-- Begin SOURCE PASSAGE --

Section 23 of the Indian Contract Act, reads as follows:
“The consideration or object of an agreement is lawful, unless, it is forbidden by law, or the Court regards it as immoral, or opposed to public policy. In each of these cases, the consideration or object of an agreement is said to be unlawful. Every agreement of which the object or consideration is unlawful is void.”
Under this section, the object of an agreement, is unlawful if it is forbidden by law or the Court regards it as immoral or opposed to public policy and in such cases the agreement itself is void.
Public Policy
Cheshire and Fifoot in their book on “Law of Contract“, 3rd Edn., observe at page ” 280 thus:
“The public interests which is designed to protect are so comprehensive and heterogeneous, and opinions as to what is injurious must of necessity vary so greatly with the social and moral convictions, and at times even with the political views, of different judges, that it forms a treacherous and unstable ground for legal decision.

-- End SOURCE PASSAGE --
-- Begin DATASET EXCERPT --

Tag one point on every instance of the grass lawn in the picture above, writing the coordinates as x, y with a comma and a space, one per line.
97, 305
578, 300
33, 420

-- End DATASET EXCERPT --

## TASK BRIEF
Continue the passage on Section 23 of the Indian Contract Act and public policy, starting after its last sentence.

## RESPONSE
These questions have agitated the Courts in the past, but the present state of the law would appear to be reasonably clear. Two observations may be made with some degree of assurance. First, although the rules already established by precedent must be moulded to fit the new conditions of a changing world, it is no longer legitimate for the Courts to invent a new head of public policy. A judge is not free to speculate upon what, in his opinion, is for the good of the community.
He must be content to apply, either directly or by way of analogy, the’ principles laid down in previous decisions. He must expound, not expand, this particular branch of the law.
Secondly, even though the contract is one which prima facie falls under one of the recognized heads of public policy, it will not be held illegal unless its harmful qualities are indisputable. The doctrine, as Lord Atkin remarked in a leading case,
“should only be invoked in clear cases in which the harm to the public is substantially incontestable, and does not depend upon the idiosyncratic inferences of a few judicial minds ………. In popular language … the contract should be given the benefit of the doubt “.”
Anson in his Law of Contract states the same rule thus, at p. 216:
“Jessel, M. R., in 1875, stated a principle which is still valid for the Courts, when he said: ‘-You have this paramount public policy to consider, that you are not lightly to interfere with the freedom of contract ‘; and it is in reconciling freedom of contract with other public interests which are regarded as of not less importance that the difficulty in these cases arises…..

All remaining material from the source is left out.